◆ **EXTRACT**:
OrdinalEncoder¶
Ordinal encoder.
This transformer maps each feature to integers. It can useful when a feature has string values (i.e. categorical variables).
Parameters¶
-
unknown_value
Type → int | None
Default →
0
The value to use for unknown categories seen during
transform_one
. Unknown categories will be mapped to an integer once they are seen duringlearn_one
. This value can be set toNone
in order to categories toNone
if they've never been seen before. -
none_value
Type → int
Default →
-1
The value to encode
None
with.
Attributes¶
-
categories
A dict of dicts. The outer dict maps each feature to its inner dict. The inner dict maps each category to its code.
Examples¶
from river import preprocessing
X = [
{"country": "France", "place": "Taco Bell"},
{"country": None, "place": None},
{"country": "Sweden", "place": "Burger King"},
{"country": "France", "place": "Burger King"},
{"country": "Russia", "place": "Starbucks"},
{"country": "Russia", "place": "Starbucks"},
{"country": "Sweden", "place": "Taco Bell"},
{"country": None, "place": None},
]
encoder = preprocessing.OrdinalEncoder()
for x in X:
print(encoder.transform_one(x))
encoder = encoder.learn_one(x)
{'country': 0, 'place': 0}
{'country': -1, 'place': -1}
{'country': 0, 'place': 0}
{'country': 1, 'place': 2}
{'country': 0, 'place': 0}
{'country': 3, 'place': 3}
{'country': 2, 'place': 1}
{'country': -1, 'place': -1}
xb1 = pd.DataFrame(X[0:4], index=[0, 1, 2, 3])
xb2 = pd.DataFrame(X[4:8], index=[4, 5, 6, 7])
encoder = preprocessing.OrdinalEncoder()
encoder.transform_many(xb1)
country place
0 0 0
1 -1 -1
2 0 0
3 0 0
encoder = encoder.learn_many(xb1)
encoder.transform_many(xb2)
country place
4 0 0
5 0 0
6 2 1
7 -1 -1
Methods¶
learn_many
Update with a mini-batch of features.
A lot of transformers don't actually have to do anything during the learn_many
step because they are stateless. For this reason the default behavior of this function is to do nothing. Transformers that however do something during the learn_many
can override this method.
Parameters
- X — 'pd.DataFrame'
- y — defaults to
None
Returns
Transformer: self
learn_one
Update with a set of features x
.
A lot of transformers don't actually have to do anything during the learn_one
step because they are stateless. For this reason the default behavior of this function is to do nothing. Transformers that however do something during the learn_one
can override this method.
Parameters
- x — 'dict'
Returns
Transformer: self
transform_many
Transform a mini-batch of features.
Parameters
- X — 'pd.DataFrame'
Returns
pd.DataFrame: A new DataFrame.
transform_one
Transform a set of features x
.
Parameters
- x — 'dict'
Returns
dict: The transformed values.

◆ **COMPLETE THE FOLLOWING**:
A – Which methods does the OrdinalEncoder page document under its Methods heading? Give their names.
B – Reproduce the passage of the OrdinalEncoder page that opens with the words containing "xb2 = pd.DataFrame(X[4:8], index=[4, 5, 6, 7])" and closes with "encoder = encoder.learn_many(xb1)".

Object point labels
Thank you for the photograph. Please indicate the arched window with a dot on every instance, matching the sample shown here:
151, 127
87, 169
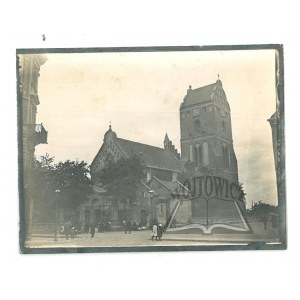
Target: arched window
224, 126
197, 125
226, 155
191, 153
198, 155
205, 154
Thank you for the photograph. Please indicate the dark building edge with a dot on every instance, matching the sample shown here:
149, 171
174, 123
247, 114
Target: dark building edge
281, 151
278, 47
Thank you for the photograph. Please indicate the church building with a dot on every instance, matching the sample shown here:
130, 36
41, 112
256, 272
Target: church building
206, 150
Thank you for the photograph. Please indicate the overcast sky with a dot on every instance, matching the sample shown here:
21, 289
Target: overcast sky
140, 93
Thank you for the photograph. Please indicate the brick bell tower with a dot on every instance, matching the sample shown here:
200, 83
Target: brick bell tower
206, 135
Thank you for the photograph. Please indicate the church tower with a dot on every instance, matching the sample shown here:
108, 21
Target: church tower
206, 135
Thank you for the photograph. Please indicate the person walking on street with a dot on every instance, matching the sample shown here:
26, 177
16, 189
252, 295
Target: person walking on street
92, 230
154, 232
68, 229
265, 221
128, 227
160, 231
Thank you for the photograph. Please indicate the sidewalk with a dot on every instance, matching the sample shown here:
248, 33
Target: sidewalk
143, 238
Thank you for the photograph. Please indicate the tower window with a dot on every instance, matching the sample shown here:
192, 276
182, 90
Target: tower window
205, 154
191, 153
198, 155
197, 125
224, 126
226, 157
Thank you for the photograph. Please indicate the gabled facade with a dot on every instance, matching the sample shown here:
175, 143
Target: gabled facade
163, 163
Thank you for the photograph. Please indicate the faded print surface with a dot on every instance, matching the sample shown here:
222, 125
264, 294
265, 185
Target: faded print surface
139, 96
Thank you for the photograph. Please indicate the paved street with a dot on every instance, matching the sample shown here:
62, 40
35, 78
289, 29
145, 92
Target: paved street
143, 238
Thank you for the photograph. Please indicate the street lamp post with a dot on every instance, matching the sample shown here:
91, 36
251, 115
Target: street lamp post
56, 216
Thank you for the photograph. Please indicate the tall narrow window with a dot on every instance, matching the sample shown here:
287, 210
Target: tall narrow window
226, 158
205, 154
198, 155
224, 126
191, 153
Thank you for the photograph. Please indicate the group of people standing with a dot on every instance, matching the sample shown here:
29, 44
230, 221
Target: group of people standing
157, 232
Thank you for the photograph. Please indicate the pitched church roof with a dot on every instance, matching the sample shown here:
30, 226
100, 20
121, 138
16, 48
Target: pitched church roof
154, 156
202, 94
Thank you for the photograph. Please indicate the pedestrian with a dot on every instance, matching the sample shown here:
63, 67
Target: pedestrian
154, 232
160, 231
265, 221
92, 230
128, 227
73, 233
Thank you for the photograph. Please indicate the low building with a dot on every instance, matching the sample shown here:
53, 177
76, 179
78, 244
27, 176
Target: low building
162, 170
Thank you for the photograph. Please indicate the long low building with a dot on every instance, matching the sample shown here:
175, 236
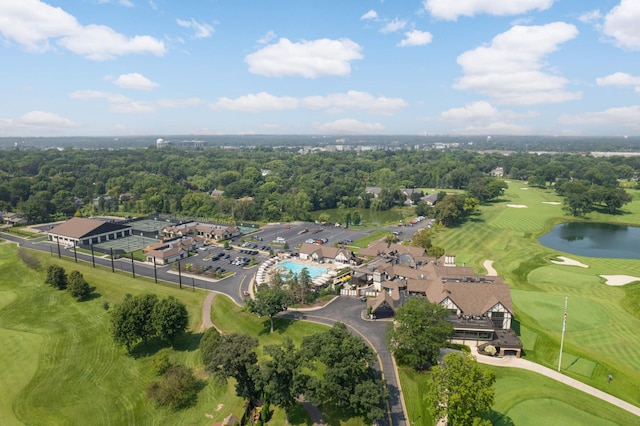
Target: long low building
79, 230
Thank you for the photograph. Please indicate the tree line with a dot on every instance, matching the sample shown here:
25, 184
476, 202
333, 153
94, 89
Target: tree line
267, 183
331, 368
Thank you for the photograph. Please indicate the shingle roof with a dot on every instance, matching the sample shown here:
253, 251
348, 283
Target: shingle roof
79, 227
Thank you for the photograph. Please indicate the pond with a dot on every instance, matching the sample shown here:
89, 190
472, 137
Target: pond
594, 240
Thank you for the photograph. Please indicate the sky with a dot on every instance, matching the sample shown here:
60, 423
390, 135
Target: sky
325, 67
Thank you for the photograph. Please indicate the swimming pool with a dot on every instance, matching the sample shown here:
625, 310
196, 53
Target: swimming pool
296, 268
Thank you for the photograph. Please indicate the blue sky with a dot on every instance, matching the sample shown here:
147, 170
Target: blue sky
168, 67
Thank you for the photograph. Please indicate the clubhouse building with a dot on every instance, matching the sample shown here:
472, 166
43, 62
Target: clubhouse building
82, 231
480, 306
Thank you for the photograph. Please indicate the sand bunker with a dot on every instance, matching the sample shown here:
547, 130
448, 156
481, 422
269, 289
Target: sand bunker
488, 265
617, 280
569, 262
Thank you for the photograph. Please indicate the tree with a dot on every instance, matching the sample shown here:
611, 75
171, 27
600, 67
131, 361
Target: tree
78, 286
356, 219
208, 343
281, 377
269, 300
348, 379
170, 318
56, 277
419, 331
131, 320
462, 391
422, 238
612, 197
235, 357
178, 388
122, 323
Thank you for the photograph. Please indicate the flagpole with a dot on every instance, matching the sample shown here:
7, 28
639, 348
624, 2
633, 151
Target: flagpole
564, 326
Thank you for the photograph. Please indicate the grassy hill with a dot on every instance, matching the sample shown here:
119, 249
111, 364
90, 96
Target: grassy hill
601, 336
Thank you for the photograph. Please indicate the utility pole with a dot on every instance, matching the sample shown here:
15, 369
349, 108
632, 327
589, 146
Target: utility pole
564, 326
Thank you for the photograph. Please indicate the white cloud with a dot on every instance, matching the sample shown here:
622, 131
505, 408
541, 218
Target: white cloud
333, 103
348, 126
125, 3
627, 117
338, 102
34, 25
372, 14
179, 103
267, 38
135, 81
620, 79
310, 59
416, 38
201, 29
590, 17
621, 23
259, 102
481, 117
123, 105
511, 68
452, 9
36, 122
393, 26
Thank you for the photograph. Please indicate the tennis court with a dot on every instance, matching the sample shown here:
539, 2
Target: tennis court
149, 226
127, 244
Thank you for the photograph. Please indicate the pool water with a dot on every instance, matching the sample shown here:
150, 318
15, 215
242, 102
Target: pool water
296, 268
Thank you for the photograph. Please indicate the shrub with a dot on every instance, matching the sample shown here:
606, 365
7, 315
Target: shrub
490, 350
28, 259
162, 362
78, 286
56, 277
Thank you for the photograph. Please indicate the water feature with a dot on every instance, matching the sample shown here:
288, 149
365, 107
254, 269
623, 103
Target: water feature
594, 240
296, 268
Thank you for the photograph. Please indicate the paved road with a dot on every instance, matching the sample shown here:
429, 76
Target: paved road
349, 311
343, 309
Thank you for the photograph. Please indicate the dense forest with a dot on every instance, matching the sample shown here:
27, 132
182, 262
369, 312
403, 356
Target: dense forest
277, 184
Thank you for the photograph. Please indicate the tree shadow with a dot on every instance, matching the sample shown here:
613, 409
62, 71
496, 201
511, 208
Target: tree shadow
92, 295
280, 325
186, 342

◆ **ANSWER SET**:
A –
learn_many
learn_one
transform_many
transform_one

B –
xb2 = pd.DataFrame(X[4:8], index=[4, 5, 6, 7])
encoder = preprocessing.OrdinalEncoder()
encoder.transform_many(xb1)
country place
0 0 0
1 -1 -1
2 0 0
3 0 0
encoder = encoder.learn_many(xb1)